* WORK TO DO: Output every line of the listing below without any changes, but leave out the pictures.

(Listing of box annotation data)
/---
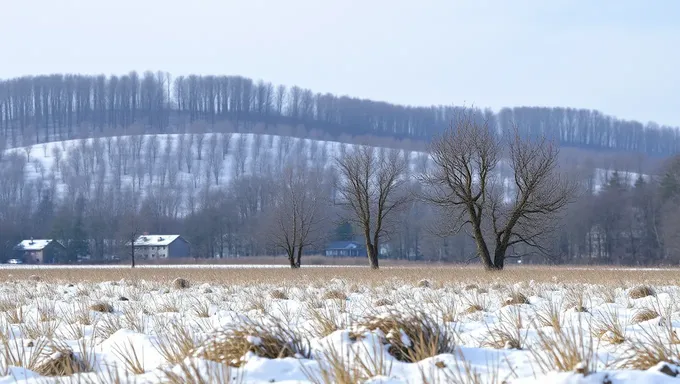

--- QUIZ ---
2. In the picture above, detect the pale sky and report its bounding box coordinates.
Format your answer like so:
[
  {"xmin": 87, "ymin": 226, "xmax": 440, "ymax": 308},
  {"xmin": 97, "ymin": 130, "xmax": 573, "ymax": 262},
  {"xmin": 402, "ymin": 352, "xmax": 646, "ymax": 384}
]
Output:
\---
* FULL ANSWER:
--- QUIZ ---
2. In the picture above, detect the pale sky and report its bounding box coordinates.
Format your answer like so:
[
  {"xmin": 87, "ymin": 226, "xmax": 440, "ymax": 308},
  {"xmin": 97, "ymin": 130, "xmax": 573, "ymax": 262},
  {"xmin": 402, "ymin": 352, "xmax": 646, "ymax": 384}
]
Output:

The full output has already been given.